Records from a data source
** Start **
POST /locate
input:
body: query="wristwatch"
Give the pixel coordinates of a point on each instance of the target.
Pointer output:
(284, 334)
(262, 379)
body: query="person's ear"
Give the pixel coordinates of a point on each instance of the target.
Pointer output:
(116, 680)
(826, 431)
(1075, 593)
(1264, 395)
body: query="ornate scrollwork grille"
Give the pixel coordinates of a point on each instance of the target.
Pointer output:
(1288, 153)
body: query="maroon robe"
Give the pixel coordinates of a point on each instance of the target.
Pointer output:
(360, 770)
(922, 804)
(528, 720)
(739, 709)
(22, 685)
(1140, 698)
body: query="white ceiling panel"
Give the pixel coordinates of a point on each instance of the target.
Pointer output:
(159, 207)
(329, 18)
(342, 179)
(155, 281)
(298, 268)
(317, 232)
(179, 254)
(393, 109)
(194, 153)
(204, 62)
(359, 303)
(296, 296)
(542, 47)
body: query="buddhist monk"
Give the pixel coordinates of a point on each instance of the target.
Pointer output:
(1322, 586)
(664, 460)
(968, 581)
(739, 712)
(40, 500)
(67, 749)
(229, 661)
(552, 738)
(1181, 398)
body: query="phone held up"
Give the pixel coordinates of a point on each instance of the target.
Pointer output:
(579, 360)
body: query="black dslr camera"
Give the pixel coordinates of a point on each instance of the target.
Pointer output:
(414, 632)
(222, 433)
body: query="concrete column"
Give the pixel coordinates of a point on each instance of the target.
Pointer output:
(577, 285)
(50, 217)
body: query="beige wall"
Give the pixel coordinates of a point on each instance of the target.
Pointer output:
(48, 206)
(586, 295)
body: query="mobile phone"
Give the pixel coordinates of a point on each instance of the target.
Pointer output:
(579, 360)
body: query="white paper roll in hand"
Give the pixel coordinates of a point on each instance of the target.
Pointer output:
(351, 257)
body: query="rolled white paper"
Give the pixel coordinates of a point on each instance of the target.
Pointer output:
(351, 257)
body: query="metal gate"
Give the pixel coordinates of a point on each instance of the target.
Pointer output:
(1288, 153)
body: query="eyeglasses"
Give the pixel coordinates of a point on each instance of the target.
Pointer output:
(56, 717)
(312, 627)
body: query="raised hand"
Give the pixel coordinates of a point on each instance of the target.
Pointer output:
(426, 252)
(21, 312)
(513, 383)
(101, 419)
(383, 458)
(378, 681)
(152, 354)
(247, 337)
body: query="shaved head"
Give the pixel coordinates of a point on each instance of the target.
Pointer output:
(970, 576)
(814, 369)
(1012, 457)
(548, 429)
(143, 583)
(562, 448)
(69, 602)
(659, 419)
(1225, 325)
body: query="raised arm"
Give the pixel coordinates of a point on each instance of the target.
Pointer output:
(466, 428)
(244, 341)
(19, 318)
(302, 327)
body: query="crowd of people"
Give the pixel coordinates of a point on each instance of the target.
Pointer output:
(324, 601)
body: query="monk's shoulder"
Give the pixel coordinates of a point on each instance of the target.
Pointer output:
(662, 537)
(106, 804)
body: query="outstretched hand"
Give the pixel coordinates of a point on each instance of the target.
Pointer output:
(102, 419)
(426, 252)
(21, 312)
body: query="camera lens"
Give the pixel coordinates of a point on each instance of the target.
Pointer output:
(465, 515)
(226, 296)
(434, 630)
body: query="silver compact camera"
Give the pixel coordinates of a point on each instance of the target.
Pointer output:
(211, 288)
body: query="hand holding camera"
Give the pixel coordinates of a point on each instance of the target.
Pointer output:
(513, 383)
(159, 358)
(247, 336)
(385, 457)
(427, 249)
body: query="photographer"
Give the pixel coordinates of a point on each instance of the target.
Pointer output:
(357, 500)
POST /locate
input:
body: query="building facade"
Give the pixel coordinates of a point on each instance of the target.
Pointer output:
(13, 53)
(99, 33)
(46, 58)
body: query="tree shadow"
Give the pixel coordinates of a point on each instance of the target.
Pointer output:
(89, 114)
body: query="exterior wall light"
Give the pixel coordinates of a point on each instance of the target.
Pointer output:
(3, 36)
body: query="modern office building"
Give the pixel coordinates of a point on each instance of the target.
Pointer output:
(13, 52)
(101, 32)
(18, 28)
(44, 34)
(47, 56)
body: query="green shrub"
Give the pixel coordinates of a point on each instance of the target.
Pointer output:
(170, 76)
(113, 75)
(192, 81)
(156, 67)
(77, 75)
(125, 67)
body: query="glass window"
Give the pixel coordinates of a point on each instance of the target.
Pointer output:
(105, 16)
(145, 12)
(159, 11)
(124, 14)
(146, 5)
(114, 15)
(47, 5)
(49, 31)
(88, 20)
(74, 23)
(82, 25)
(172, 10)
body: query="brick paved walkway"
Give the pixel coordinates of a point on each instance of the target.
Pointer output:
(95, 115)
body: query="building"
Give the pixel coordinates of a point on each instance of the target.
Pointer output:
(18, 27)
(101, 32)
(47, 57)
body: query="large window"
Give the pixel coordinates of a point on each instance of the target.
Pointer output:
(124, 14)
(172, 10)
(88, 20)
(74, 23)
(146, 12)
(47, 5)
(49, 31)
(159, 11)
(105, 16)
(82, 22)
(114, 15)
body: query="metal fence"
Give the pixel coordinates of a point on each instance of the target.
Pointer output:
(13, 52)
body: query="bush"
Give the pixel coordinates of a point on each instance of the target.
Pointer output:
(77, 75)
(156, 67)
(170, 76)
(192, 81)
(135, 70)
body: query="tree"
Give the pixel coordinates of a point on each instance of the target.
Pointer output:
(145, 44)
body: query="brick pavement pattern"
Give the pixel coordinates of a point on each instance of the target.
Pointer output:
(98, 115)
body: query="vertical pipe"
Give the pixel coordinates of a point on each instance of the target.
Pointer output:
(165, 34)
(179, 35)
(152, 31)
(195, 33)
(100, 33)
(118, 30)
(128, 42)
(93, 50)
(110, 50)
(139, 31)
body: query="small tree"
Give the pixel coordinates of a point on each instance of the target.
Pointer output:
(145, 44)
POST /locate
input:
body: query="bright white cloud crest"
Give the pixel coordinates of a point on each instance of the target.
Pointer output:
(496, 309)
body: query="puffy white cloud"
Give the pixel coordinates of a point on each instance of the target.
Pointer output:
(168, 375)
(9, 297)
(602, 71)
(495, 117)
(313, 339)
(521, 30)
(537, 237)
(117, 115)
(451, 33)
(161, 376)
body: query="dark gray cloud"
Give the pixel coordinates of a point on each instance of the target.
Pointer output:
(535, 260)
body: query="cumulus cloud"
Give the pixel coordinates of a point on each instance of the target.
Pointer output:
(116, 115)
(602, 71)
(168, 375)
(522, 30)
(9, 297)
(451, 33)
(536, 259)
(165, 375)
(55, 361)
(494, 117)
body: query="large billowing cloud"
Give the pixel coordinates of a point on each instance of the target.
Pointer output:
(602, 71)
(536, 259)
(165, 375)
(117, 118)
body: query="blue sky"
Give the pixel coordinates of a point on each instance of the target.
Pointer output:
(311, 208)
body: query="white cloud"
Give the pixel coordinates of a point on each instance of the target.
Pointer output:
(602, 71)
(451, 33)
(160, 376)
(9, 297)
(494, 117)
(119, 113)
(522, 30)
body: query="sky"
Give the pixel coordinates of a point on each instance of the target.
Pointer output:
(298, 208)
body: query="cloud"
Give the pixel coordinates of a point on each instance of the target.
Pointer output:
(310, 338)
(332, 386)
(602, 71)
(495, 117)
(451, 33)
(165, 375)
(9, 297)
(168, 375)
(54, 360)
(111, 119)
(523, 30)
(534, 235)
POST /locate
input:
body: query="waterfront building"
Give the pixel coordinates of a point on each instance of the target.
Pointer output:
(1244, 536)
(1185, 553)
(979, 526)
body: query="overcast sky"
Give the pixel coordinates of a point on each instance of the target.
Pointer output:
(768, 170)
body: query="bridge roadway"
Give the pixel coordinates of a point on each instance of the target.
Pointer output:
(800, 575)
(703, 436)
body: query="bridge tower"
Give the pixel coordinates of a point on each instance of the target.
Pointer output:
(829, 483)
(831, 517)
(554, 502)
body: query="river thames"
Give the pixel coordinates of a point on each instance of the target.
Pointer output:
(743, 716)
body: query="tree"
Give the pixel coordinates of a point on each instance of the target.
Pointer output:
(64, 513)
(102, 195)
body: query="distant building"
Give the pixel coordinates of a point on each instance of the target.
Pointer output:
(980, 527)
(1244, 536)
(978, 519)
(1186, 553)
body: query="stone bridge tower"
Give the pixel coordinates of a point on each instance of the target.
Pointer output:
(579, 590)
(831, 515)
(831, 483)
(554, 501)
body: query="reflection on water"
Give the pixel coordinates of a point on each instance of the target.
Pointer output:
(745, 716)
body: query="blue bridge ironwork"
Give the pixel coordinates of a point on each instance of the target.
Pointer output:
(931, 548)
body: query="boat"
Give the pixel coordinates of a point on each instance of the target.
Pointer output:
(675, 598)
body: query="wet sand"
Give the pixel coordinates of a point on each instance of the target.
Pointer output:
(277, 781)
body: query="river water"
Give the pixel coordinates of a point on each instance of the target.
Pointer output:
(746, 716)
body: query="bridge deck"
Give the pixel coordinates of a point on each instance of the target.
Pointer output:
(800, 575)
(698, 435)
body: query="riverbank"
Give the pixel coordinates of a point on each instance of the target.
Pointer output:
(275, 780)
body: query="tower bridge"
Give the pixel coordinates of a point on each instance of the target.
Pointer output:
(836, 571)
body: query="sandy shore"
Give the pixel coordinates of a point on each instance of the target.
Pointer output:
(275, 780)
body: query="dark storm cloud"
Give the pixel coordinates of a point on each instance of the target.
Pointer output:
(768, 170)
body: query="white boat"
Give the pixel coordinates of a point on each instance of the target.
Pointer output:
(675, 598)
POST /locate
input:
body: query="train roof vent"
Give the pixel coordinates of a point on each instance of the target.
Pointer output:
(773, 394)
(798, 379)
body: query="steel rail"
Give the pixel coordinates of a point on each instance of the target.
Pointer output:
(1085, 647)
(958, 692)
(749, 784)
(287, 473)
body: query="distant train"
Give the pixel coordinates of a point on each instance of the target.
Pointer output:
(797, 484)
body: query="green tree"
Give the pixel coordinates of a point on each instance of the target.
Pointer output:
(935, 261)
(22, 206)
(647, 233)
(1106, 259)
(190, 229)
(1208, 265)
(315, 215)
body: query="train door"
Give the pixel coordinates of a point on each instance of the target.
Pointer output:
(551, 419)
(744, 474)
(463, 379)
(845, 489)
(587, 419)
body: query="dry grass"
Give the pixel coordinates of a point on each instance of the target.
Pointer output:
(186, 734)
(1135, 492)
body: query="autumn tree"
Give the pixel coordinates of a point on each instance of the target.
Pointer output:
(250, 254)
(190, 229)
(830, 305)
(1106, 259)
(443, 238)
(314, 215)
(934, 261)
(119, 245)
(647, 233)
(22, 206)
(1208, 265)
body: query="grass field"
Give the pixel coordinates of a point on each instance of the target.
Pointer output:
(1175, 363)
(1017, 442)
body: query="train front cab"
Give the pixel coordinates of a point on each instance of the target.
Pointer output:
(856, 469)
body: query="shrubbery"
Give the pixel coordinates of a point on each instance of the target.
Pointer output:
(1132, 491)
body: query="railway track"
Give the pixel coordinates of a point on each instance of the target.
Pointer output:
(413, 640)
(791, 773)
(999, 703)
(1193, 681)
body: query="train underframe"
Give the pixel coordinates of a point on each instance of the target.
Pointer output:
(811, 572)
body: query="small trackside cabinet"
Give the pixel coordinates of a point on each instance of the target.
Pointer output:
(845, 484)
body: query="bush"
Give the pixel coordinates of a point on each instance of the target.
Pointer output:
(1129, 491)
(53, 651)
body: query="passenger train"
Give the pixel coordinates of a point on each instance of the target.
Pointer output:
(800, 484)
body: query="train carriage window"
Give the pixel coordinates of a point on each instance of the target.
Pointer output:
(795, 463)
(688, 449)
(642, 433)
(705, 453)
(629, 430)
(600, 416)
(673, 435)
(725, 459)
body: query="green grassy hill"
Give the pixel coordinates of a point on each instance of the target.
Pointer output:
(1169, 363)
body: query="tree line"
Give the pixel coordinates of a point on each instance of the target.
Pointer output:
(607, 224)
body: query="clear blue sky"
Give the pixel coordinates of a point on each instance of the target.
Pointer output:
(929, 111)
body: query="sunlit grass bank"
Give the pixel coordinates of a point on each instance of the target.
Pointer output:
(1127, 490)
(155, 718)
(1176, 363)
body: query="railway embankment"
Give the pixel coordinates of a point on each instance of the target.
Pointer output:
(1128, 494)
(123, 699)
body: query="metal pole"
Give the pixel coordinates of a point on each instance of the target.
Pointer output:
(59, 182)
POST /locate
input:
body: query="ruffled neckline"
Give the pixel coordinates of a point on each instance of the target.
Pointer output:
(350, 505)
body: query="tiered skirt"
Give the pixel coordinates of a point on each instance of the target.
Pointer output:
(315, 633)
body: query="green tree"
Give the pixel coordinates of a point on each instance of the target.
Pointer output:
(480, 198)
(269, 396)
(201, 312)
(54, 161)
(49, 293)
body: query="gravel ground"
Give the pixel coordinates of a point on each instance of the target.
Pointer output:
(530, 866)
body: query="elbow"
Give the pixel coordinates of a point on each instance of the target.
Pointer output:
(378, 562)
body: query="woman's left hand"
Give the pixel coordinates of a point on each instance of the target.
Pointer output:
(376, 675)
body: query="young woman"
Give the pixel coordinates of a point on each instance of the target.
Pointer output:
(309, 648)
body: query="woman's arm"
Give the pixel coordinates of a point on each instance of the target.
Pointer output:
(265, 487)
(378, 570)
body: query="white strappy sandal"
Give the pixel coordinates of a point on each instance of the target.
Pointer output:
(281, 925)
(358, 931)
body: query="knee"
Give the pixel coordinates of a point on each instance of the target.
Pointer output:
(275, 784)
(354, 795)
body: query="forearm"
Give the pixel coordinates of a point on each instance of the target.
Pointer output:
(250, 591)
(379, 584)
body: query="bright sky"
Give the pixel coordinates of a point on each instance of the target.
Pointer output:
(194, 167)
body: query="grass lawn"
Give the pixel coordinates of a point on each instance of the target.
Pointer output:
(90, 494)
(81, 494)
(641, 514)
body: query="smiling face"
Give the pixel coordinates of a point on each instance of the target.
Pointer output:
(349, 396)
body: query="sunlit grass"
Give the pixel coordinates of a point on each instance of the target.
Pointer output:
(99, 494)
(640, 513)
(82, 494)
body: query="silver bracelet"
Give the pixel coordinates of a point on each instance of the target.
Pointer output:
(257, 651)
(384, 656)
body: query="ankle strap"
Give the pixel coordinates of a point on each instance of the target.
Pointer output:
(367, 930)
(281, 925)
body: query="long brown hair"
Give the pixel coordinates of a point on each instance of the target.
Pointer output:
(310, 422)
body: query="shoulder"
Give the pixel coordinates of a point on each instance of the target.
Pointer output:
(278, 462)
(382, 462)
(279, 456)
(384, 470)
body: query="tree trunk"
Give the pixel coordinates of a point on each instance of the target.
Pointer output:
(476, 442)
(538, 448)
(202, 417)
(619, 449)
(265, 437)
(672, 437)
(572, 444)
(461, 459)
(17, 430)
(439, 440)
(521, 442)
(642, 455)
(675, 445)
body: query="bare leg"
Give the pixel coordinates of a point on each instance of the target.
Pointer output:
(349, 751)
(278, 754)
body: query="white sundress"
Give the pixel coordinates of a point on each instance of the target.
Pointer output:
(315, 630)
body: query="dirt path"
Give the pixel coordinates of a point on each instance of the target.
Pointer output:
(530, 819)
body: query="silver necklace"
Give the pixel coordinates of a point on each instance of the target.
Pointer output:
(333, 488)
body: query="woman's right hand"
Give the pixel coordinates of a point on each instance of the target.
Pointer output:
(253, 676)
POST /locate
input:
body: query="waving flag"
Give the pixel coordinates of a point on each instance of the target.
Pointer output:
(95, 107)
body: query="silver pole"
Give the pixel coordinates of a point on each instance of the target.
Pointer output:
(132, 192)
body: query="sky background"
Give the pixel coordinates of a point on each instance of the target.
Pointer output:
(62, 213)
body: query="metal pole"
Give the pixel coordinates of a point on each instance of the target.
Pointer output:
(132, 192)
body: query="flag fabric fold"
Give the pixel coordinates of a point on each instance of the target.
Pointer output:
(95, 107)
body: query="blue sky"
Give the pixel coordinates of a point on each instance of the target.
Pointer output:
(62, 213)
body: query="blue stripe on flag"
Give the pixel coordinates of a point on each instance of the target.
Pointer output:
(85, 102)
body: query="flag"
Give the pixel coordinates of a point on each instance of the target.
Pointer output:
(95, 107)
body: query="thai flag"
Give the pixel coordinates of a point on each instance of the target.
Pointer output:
** End **
Rewrite the stretch of data from its start through the line containing "(1264, 395)", swapping "person's ear" for "human ear" and leaving everything else unchanged.

**Complete response**
POST /locate
input:
body: query="wristwatch"
Give the pixel coordinates of a point on each instance of the target.
Pointer output:
(284, 334)
(262, 379)
body: query="human ear"
Give the pixel coordinates of a point on each instance of the target.
Pointer output:
(116, 680)
(826, 431)
(1075, 593)
(1264, 395)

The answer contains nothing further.